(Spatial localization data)
☆ ☆ ☆ ☆ ☆ ☆ ☆

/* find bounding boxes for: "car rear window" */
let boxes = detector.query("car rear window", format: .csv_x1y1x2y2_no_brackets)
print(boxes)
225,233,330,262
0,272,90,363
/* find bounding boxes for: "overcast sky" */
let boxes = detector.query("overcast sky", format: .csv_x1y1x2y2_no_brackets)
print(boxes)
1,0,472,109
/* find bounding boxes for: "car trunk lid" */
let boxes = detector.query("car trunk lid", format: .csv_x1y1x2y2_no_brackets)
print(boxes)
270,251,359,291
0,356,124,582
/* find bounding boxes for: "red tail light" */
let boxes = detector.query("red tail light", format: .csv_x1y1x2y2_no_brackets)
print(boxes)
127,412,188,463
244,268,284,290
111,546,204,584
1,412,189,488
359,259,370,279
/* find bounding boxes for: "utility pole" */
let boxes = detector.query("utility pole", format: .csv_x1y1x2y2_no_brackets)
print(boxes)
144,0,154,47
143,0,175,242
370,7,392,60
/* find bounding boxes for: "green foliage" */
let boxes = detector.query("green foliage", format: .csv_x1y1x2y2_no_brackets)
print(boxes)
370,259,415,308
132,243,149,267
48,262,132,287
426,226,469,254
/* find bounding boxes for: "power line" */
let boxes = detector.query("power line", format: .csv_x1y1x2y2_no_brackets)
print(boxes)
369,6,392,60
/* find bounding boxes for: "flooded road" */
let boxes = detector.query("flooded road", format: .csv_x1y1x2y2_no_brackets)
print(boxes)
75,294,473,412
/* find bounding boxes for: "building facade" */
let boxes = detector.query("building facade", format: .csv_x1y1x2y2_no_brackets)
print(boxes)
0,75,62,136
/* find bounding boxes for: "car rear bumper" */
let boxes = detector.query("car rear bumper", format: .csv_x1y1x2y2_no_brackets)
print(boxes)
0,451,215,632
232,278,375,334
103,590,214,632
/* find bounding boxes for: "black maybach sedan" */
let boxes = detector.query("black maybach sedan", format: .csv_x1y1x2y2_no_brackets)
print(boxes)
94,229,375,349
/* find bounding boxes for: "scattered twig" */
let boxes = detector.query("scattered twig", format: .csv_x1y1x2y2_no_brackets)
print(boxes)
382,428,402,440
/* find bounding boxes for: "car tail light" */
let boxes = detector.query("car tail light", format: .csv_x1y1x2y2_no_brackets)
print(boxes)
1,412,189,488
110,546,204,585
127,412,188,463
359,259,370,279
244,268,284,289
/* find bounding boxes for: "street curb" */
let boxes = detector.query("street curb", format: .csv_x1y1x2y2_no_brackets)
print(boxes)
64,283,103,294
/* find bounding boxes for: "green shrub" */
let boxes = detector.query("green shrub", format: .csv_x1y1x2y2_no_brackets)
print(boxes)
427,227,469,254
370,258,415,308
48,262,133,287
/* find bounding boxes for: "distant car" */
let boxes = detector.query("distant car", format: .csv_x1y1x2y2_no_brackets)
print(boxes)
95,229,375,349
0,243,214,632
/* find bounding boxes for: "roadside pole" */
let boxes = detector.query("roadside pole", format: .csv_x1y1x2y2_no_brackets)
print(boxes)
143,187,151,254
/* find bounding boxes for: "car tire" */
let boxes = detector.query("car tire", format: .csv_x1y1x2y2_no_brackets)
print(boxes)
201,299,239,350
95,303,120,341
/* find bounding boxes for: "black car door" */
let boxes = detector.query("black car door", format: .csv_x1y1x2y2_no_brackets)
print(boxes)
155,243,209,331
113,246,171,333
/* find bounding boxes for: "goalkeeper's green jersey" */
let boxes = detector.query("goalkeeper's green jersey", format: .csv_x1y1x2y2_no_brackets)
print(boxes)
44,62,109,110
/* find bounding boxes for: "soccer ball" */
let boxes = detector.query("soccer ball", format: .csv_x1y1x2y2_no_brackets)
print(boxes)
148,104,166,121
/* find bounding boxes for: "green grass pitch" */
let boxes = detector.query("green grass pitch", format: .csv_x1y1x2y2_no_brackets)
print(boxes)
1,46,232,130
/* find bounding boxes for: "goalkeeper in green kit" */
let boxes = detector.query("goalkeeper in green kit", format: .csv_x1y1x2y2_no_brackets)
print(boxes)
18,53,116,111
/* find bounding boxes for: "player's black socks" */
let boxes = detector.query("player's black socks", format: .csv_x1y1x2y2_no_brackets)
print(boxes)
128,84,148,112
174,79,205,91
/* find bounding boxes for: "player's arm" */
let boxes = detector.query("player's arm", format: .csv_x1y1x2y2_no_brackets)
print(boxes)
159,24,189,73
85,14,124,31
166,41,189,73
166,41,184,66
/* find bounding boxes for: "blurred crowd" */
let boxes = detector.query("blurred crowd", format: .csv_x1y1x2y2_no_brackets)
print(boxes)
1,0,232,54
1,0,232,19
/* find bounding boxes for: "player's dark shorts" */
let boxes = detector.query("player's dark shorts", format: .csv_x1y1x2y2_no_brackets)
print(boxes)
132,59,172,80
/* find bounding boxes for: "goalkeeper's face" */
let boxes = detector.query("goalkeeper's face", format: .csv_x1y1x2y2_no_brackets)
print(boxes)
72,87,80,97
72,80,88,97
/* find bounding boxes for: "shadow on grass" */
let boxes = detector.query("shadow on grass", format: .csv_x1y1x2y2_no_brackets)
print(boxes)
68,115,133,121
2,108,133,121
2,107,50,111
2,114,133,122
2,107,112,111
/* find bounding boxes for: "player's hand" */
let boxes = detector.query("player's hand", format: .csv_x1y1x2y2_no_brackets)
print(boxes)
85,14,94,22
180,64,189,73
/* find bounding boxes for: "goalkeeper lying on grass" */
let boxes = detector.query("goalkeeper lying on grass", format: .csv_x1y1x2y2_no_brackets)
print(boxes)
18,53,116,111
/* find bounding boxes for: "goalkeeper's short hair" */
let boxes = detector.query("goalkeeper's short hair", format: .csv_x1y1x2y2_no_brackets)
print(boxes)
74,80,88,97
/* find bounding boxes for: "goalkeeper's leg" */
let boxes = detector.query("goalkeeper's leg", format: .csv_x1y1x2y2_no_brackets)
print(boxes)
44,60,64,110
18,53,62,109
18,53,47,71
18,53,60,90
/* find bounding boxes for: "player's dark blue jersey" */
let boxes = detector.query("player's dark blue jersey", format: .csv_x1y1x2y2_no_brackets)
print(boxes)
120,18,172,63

☆ ☆ ☆ ☆ ☆ ☆ ☆

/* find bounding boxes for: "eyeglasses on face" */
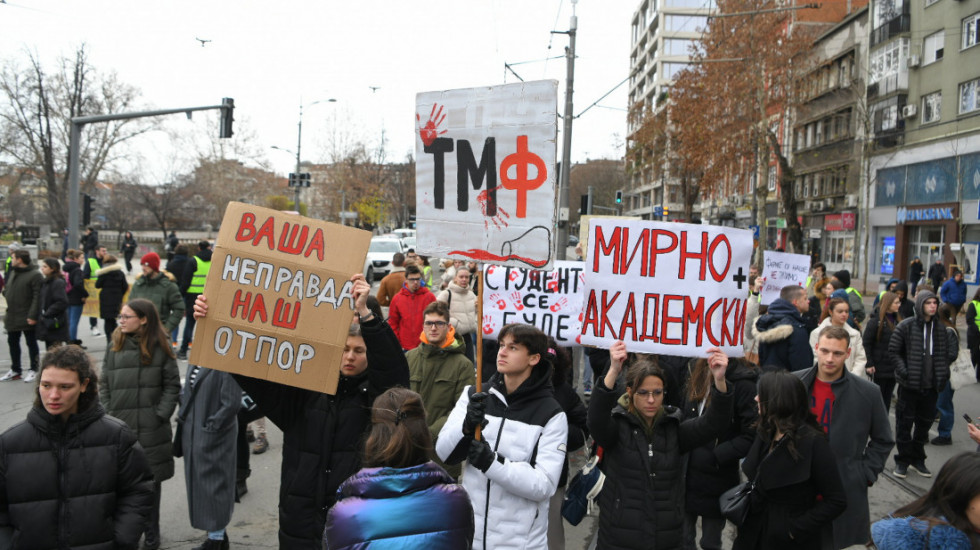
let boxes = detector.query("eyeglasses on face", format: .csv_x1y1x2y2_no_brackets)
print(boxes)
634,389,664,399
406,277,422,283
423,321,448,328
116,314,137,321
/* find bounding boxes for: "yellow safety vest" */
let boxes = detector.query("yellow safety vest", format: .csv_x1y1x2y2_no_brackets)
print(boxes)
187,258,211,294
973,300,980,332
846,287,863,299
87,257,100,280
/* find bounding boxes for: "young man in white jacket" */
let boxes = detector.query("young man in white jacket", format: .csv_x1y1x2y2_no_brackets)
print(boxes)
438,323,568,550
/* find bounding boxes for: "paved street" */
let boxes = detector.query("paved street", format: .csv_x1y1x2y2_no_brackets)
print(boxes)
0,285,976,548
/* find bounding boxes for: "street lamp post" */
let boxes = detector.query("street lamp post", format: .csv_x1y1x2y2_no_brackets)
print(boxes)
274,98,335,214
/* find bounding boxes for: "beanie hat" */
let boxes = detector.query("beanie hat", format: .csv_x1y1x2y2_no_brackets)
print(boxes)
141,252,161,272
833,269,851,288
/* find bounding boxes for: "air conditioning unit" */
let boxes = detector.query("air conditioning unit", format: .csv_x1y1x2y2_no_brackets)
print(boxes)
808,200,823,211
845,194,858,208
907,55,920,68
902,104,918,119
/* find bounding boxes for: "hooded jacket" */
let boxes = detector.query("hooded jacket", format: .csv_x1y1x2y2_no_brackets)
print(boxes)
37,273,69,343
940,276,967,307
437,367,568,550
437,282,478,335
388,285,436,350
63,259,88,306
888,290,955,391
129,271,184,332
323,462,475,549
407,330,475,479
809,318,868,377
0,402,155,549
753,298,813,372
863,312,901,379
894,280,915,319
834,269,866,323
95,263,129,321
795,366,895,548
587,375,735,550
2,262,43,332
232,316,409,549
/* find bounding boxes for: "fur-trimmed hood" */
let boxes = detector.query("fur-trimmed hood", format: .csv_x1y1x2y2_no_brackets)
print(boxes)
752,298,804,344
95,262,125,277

☆ ☆ ☆ ☆ ☆ ☆ ☆

→ What is required
Could you find each line in the entries that contains the string "grass" and copy it?

→ Written reply
/* find bounding boxes for: "green grass pitch" */
let boxes = detector.query("green grass pitch", format: .csv_x1y1x2y2_no_brackets)
/* find bounding boxes for: "shadow on grass" */
let boxes = detector.query("shadow on grass", format: .csv_x1y1x2y2_no_brackets)
/* find bounding boxes for: "goalkeeper lying on grass" */
let boxes = detector.query("goalkeeper lying on grass", format: .csv_x1y1x2y2_no_brackets)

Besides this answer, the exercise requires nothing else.